Agentic RAG

Agentic RAG

Agentic RAG is an architecture in which an LLM autonomously and iteratively generates search queries, evaluates results, and decides whether to re-retrieve information as an agent, achieving answer accuracy that cannot be obtained with simple single-turn RAG.

Differences from Conventional RAG

A standard RAG pipeline operates in a linear flow: "user question → vector search → pass retrieved documents to LLM → generate answer." This is sufficient when the intent of the question is clear and the necessary information can be retrieved in a single search, but in practice, there are frequent cases where a single search does not yield all the required information.

In Agentic RAG, the LLM itself determines whether "the search results are insufficient" or "the query should be changed," rewriting the query or querying a different data source as needed. By incorporating multi-step reasoning, it can progressively collect and integrate multiple pieces of information to construct a final answer.

Supplied entries -
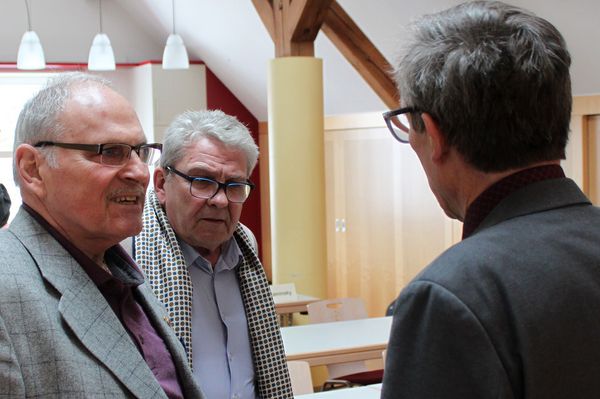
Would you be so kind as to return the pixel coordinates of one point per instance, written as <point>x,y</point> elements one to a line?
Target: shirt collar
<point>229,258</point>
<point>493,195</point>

--

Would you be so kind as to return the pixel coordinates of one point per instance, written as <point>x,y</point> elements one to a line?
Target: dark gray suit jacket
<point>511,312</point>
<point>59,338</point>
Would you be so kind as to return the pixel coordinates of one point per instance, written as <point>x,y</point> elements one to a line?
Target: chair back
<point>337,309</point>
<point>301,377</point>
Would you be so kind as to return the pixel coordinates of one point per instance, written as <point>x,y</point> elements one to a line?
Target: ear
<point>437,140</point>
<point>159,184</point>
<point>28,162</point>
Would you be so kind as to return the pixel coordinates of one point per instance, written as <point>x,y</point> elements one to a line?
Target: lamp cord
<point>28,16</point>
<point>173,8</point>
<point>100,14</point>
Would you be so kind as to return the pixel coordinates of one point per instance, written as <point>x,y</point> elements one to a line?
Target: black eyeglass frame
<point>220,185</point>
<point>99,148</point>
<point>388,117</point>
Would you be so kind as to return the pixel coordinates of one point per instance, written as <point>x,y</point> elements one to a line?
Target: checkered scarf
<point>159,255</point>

* * *

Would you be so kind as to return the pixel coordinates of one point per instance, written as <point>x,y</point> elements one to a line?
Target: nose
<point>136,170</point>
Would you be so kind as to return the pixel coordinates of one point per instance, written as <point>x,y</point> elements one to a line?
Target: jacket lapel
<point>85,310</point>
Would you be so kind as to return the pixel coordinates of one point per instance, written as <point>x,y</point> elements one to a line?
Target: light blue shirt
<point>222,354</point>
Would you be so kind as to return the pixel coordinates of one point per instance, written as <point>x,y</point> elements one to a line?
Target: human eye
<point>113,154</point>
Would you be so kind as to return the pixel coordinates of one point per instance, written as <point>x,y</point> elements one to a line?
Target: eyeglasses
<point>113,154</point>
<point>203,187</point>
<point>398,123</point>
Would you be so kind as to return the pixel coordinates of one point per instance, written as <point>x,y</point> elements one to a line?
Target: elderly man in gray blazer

Tasks and exercises -
#1 In the Agentic RAG passage, what linear flow does a standard RAG pipeline follow?
#2 Reproduce the Agentic RAG passage word for word, everything from "A standard RAG" down to "a final answer.".
The entries aren't required for anything that follows.

Task-by-task outputs -
#1 User question → vector search → pass retrieved documents to LLM → generate answer.

#2
A standard RAG pipeline operates in a linear flow: "user question → vector search → pass retrieved documents to LLM → generate answer." This is sufficient when the intent of the question is clear and the necessary information can be retrieved in a single search, but in practice, there are frequent cases where a single search does not yield all the required information.

In Agentic RAG, the LLM itself determines whether "the search results are insufficient" or "the query should be changed," rewriting the query or querying a different data source as needed. By incorporating multi-step reasoning, it can progressively collect and integrate multiple pieces of information to construct a final answer.